Copy the following items word for word, beginning at the first line and ending with the line that contains "positive clicks: (101, 54)".

━━ Records supplied ━━

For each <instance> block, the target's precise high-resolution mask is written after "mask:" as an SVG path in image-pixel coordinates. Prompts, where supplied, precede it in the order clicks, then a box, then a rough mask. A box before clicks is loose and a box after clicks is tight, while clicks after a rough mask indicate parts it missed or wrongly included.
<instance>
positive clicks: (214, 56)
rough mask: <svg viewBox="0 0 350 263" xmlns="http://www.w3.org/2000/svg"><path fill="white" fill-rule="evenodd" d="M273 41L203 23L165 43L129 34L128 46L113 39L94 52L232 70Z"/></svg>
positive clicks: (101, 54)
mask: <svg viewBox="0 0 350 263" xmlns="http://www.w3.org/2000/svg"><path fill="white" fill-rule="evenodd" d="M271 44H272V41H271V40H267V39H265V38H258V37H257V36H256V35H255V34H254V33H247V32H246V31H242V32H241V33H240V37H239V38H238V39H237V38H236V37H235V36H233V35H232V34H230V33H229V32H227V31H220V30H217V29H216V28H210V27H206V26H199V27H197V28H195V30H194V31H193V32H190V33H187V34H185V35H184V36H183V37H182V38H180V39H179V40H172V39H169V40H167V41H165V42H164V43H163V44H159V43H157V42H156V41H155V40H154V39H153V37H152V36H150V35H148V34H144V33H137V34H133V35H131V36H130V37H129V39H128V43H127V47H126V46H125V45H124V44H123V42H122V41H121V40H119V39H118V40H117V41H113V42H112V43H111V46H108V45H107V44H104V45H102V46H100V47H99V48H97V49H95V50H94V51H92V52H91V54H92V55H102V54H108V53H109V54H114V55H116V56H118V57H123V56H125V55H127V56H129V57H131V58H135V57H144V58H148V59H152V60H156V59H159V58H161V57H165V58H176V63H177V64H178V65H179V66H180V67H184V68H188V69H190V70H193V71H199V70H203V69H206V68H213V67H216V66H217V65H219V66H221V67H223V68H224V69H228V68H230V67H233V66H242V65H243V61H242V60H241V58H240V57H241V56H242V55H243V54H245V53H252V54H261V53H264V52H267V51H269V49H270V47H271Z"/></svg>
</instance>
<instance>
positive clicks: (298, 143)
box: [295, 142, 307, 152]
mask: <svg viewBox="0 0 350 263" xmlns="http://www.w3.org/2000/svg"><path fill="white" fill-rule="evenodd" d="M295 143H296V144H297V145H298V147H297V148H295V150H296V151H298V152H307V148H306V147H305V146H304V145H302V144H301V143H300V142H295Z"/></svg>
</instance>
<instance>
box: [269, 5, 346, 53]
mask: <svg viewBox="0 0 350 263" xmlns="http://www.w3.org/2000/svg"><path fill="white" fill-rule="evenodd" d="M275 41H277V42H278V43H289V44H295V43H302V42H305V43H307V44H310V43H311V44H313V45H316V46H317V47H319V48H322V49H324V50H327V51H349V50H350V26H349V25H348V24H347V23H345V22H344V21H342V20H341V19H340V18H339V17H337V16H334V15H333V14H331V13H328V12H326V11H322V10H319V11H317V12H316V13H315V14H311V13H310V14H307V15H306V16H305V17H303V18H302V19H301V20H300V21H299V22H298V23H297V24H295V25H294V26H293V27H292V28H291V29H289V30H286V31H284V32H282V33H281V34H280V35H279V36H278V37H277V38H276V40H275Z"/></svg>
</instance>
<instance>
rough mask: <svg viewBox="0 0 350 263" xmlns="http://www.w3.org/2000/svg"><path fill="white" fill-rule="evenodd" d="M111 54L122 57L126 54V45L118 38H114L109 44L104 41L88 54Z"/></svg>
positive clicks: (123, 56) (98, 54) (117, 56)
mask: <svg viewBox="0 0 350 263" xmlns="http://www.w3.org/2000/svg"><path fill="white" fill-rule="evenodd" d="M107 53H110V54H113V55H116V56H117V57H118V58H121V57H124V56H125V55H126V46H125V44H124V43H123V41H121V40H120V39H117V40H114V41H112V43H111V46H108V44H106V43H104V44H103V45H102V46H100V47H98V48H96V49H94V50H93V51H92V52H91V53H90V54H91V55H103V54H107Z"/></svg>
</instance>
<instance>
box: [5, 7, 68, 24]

━━━

| Exercise solution |
For each <instance> block, the target's precise high-resolution mask is written after "mask:" as an SVG path in image-pixel coordinates. Prompts, where supplied, precede it in the order clicks, then a box, then a rough mask. A box before clicks is loose and a box after clicks is tight, while clicks after a rough mask indicate parts it missed or wrongly included.
<instance>
positive clicks: (214, 56)
rough mask: <svg viewBox="0 0 350 263" xmlns="http://www.w3.org/2000/svg"><path fill="white" fill-rule="evenodd" d="M273 41L203 23L165 43L129 34L128 46L113 39L94 52L232 70Z"/></svg>
positive clicks: (101, 54)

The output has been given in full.